:: Exercise prompt ::
Locate each line in the records below that contains the word "pairs", and copy those lines out.
[start]
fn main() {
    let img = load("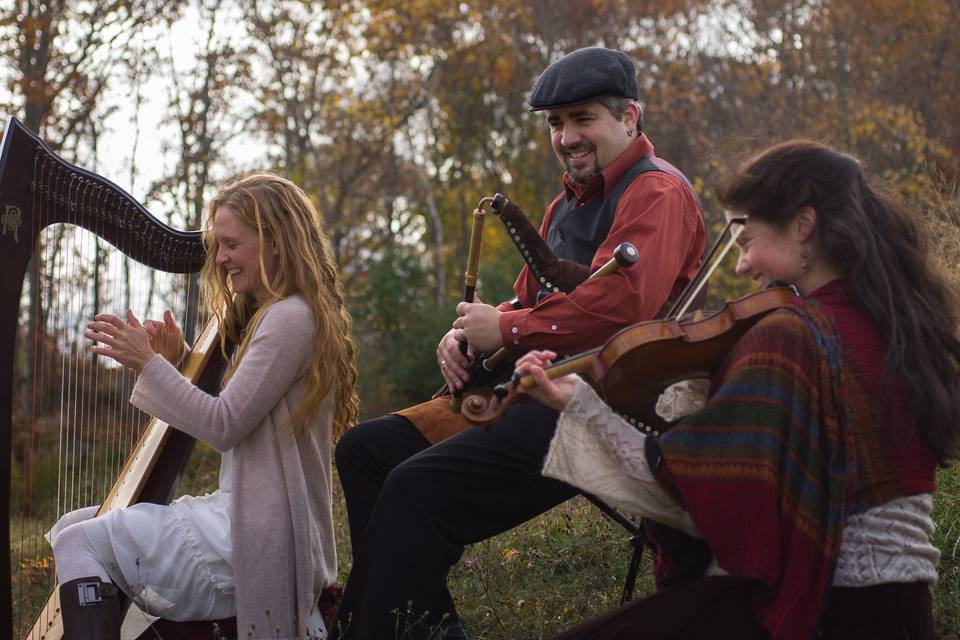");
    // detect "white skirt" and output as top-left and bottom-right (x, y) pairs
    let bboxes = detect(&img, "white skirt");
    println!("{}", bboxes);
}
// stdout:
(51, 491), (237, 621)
[end]
[start]
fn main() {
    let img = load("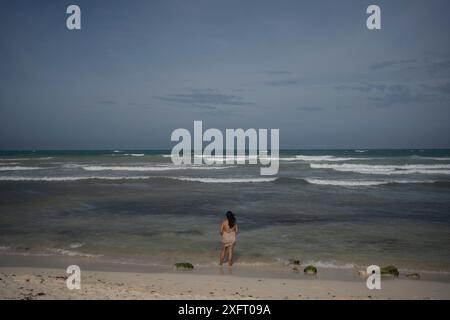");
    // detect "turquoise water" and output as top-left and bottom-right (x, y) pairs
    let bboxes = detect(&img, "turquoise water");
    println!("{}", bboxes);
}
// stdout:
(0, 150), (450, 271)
[end]
:: Full response ::
    // detect "white skirt" and output as top-left and bottom-right (x, y) pairs
    // detect "turquoise water" and output as top-left and bottom-right (x, y) pairs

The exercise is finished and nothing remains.